## Exercise directions
Please write out exactly the lines of the data below from the line holding "Return one point per instance of the jacket zipper" through the line holding "pixel 1173 333", and leave out the rest.

::: Records provided :::

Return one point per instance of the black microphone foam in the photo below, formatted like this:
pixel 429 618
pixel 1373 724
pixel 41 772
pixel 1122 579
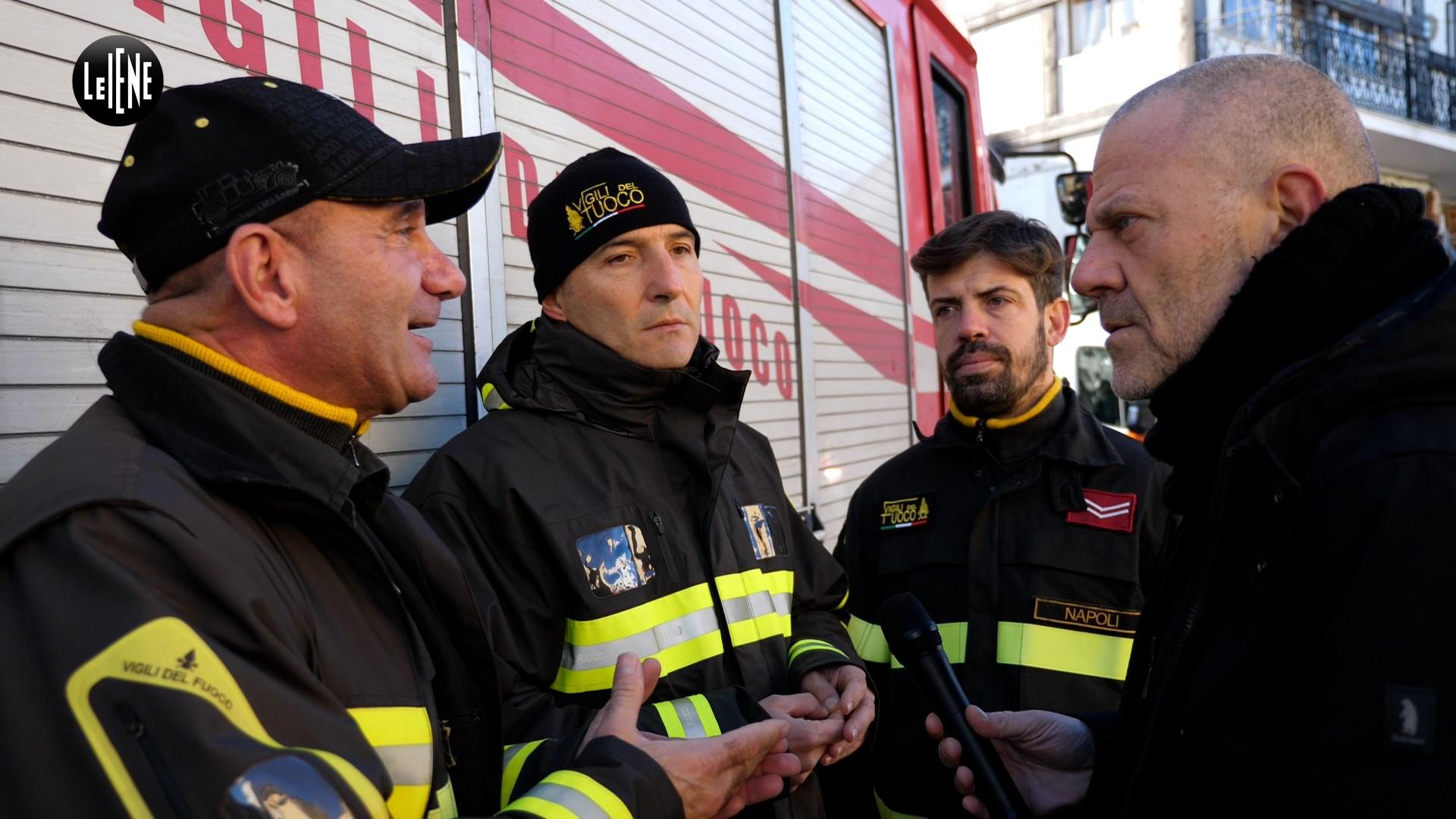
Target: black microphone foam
pixel 916 642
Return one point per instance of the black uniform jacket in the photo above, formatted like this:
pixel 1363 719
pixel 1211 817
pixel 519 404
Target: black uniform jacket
pixel 196 608
pixel 612 509
pixel 1028 545
pixel 1292 661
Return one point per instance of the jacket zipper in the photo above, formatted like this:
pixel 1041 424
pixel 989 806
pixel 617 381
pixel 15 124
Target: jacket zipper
pixel 139 730
pixel 1174 654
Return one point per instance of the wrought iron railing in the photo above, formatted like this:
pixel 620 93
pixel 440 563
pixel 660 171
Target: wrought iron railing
pixel 1382 71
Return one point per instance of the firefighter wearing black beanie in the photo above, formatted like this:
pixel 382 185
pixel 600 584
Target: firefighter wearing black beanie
pixel 598 199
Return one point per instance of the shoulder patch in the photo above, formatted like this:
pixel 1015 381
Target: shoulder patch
pixel 1410 720
pixel 906 512
pixel 756 518
pixel 1106 510
pixel 617 560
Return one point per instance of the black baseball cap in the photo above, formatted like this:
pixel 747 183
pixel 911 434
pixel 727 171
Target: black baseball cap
pixel 251 149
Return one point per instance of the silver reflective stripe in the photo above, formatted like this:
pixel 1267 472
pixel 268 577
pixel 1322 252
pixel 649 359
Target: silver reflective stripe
pixel 642 643
pixel 688 714
pixel 408 764
pixel 758 604
pixel 571 799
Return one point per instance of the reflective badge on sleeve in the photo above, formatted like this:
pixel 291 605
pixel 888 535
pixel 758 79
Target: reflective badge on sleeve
pixel 1410 720
pixel 756 518
pixel 1106 510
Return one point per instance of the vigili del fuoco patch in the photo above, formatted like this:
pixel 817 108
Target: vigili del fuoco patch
pixel 905 513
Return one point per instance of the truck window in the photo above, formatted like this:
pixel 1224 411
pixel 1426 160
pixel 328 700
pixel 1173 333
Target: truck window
pixel 949 131
pixel 1095 385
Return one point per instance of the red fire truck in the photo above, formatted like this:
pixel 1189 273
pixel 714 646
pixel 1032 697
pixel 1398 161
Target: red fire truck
pixel 817 142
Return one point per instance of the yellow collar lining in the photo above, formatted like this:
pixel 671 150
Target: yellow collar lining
pixel 249 376
pixel 1002 423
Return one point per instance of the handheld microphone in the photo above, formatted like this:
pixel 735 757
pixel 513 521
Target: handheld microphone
pixel 916 643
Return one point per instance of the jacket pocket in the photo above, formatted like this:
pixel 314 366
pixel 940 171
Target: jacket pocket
pixel 622 557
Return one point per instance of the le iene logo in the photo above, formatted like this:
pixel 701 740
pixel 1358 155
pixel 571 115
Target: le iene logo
pixel 599 203
pixel 117 80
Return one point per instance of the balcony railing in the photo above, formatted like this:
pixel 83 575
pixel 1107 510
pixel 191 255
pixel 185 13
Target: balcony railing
pixel 1379 71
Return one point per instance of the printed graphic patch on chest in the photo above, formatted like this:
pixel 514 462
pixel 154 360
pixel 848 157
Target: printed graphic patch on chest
pixel 617 560
pixel 905 513
pixel 758 518
pixel 1410 720
pixel 1107 510
pixel 1101 618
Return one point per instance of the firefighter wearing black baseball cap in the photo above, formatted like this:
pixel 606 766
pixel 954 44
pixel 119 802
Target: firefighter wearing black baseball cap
pixel 617 502
pixel 202 577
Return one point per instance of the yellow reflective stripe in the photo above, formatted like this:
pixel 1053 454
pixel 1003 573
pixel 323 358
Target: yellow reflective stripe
pixel 705 714
pixel 868 640
pixel 405 742
pixel 159 645
pixel 571 795
pixel 777 586
pixel 639 618
pixel 873 648
pixel 680 656
pixel 514 761
pixel 804 646
pixel 249 376
pixel 887 814
pixel 672 726
pixel 753 580
pixel 397 725
pixel 485 398
pixel 1063 651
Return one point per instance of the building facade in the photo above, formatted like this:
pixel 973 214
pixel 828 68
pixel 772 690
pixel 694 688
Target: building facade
pixel 1052 74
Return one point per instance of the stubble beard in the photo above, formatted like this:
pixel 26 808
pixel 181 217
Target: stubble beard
pixel 1139 375
pixel 995 395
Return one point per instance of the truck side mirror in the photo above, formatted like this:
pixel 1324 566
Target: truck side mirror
pixel 1081 306
pixel 1074 191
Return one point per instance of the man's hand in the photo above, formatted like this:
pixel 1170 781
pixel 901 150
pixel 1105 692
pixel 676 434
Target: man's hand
pixel 811 727
pixel 845 689
pixel 1047 755
pixel 715 777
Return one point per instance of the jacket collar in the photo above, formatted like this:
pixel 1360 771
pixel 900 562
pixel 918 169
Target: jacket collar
pixel 1356 256
pixel 1068 431
pixel 552 366
pixel 229 425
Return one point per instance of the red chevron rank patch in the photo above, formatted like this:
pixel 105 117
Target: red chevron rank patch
pixel 1106 510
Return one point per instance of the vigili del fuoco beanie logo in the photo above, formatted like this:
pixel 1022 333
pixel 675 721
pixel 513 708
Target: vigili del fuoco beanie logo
pixel 117 80
pixel 595 200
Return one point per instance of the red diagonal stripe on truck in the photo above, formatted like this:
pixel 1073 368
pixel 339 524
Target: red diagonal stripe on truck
pixel 548 55
pixel 873 338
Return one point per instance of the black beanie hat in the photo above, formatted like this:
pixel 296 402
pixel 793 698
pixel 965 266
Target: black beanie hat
pixel 598 199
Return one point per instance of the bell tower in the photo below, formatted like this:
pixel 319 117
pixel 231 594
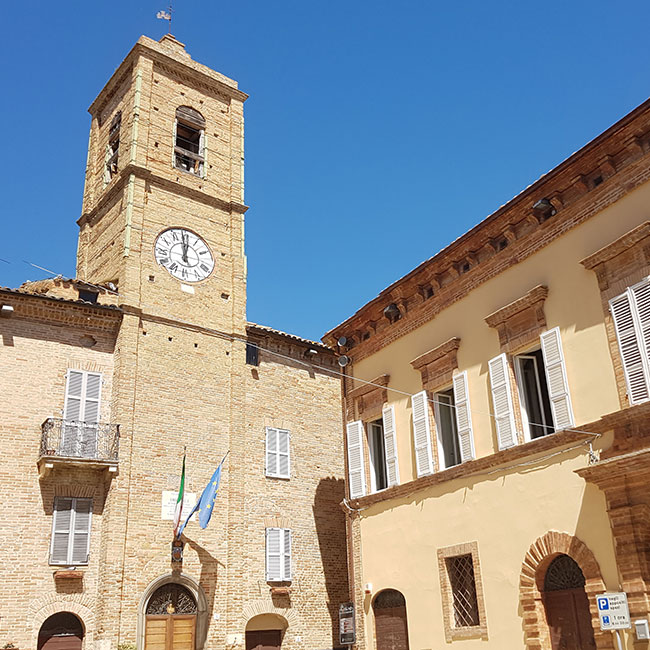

:::

## Worked solution
Return one point per instance of the jacket zipper in the photo above, formatted like this:
pixel 1041 424
pixel 989 806
pixel 617 381
pixel 15 124
Target: jacket zipper
pixel 139 730
pixel 1174 654
Return one point per instance of the wrought iron railing in the photo above, formatted like this:
pixel 620 93
pixel 440 563
pixel 660 171
Target: wrought iron railing
pixel 1382 71
Return one point per instance of the firefighter wearing black beanie in the photo above, formatted like this:
pixel 382 185
pixel 600 584
Target: firefighter wearing black beanie
pixel 598 199
Return one point per instance of the shoulder patch in the photo above, formatted like this:
pixel 1015 381
Target: shoulder patch
pixel 1410 720
pixel 906 512
pixel 756 518
pixel 1106 510
pixel 617 560
Return one point per instance of the black baseball cap in the photo above, formatted like this:
pixel 747 183
pixel 911 434
pixel 727 171
Target: black baseball cap
pixel 251 149
Return one point per instance of the silver reflective stripe in the photo above, formatted like this:
pixel 1267 472
pixel 268 577
pixel 1322 252
pixel 649 359
Target: silver reflective stripe
pixel 642 643
pixel 688 714
pixel 408 764
pixel 758 604
pixel 571 799
Return one point per instance of the reflective badge on sleeve in the photo above, formatted like this:
pixel 291 605
pixel 888 535
pixel 758 79
Target: reflective badge on sleeve
pixel 1410 720
pixel 756 518
pixel 1106 510
Return one point per instance of the vigili del fuoco patch in the photo above, formatted like this:
pixel 817 108
Target: vigili del fuoco patch
pixel 905 513
Return one point per instance of the truck window in the photo above, formatted like this:
pixel 1224 411
pixel 1426 160
pixel 328 700
pixel 1173 333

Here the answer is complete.